WHAT THE TASK REQUIRES: Copy every record word for word. Pictures are not part of the copy.
--- GIVEN INFORMATION ---
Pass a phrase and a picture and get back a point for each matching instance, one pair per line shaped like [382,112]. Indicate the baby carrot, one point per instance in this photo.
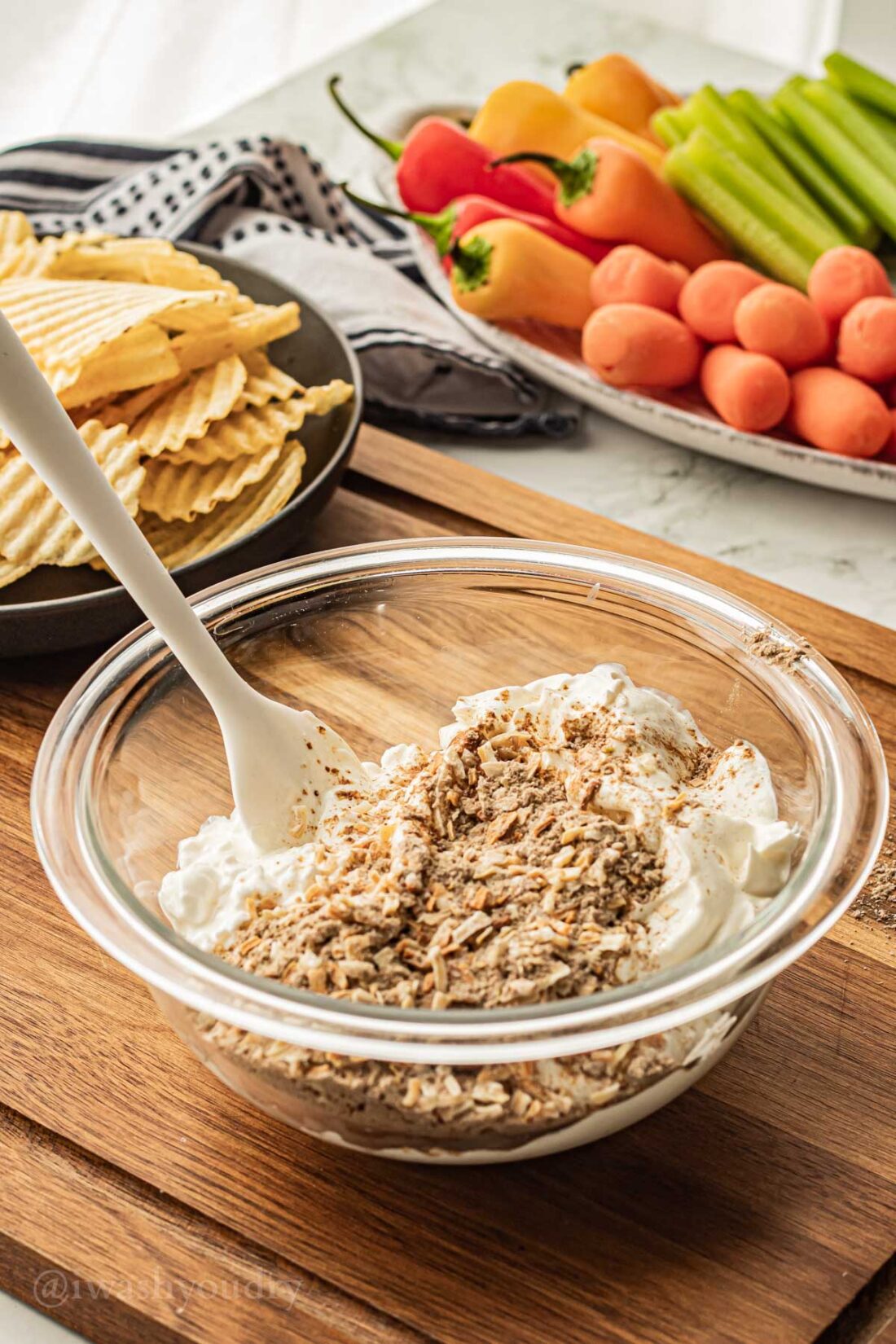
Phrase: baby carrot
[608,192]
[780,322]
[630,275]
[711,295]
[867,343]
[837,413]
[749,391]
[504,270]
[841,277]
[629,345]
---
ANSWER BELOW:
Pass a phrase and a picture and get back a point for each matching instance, one pair per line shaped like [382,112]. Indicate the baby carrot, one point per instance in this photo.
Phrase: baby carrot
[608,192]
[780,322]
[630,275]
[711,295]
[867,343]
[837,413]
[749,391]
[504,270]
[841,277]
[629,345]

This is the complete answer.